> **Records for this task**
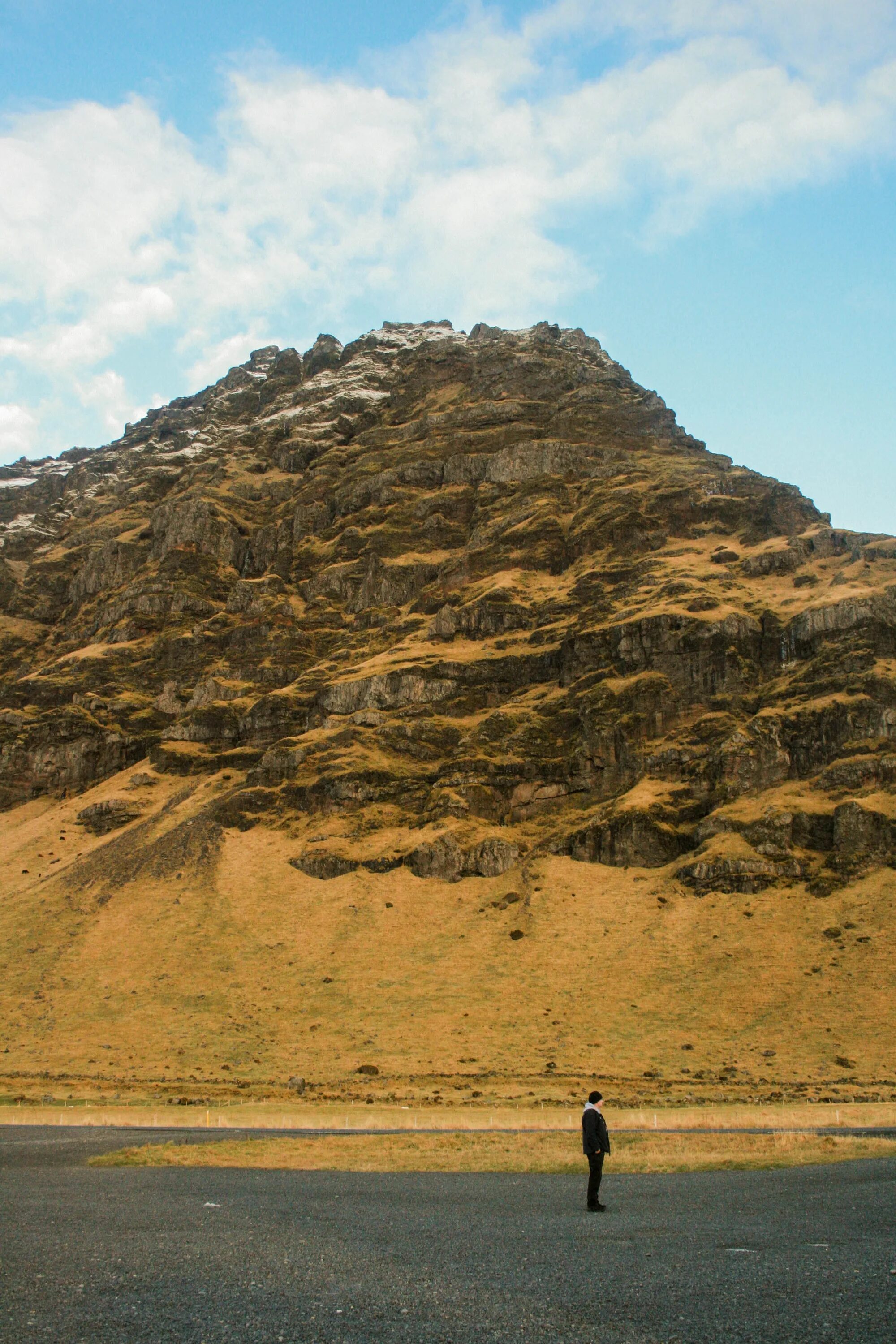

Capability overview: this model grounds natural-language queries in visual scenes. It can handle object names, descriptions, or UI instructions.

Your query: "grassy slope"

[0,771,896,1099]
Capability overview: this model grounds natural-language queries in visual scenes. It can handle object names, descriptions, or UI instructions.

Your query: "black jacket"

[582,1106,610,1154]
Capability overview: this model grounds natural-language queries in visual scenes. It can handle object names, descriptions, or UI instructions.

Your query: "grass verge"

[91,1133,896,1173]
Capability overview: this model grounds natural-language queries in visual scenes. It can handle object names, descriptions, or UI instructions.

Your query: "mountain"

[0,323,896,1101]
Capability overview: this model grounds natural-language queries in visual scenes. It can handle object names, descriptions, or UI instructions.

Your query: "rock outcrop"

> **Your goal**
Rescale the records above by rewriting every line, requests included, with each bounding-box coordinate in the answers multiplied by 0.85 and rounded to the nearest whole number, halves rounded up. Leave the pictures out.

> **The output**
Capability overview: this model grounds natural-language queries in visual scenes. It can handle object names, descriptions, or UI instructions.

Your query: "grassy slope"

[0,655,762,934]
Capability overview: this model grounds natural-language queries in visual scenes. It can handle object names, descriptions, or UI instructions.

Your query: "black jacket"

[495,940,519,981]
Capability overview: this model grounds natural-language queries in visual scenes. It can handle object names, descriptions, or UI instructions.

Your query: "grass verge"

[77,963,762,997]
Capability overview: this model grounds natural-language queries in visual scenes. It can handle object names, descriptions, or UI instructions.

Your query: "mountain"

[0,275,762,936]
Capability overview: this model grounds natural-language queries in visual scenes. It can handle object names, descriptions, or UI instructions.

Your query: "rock outcrop"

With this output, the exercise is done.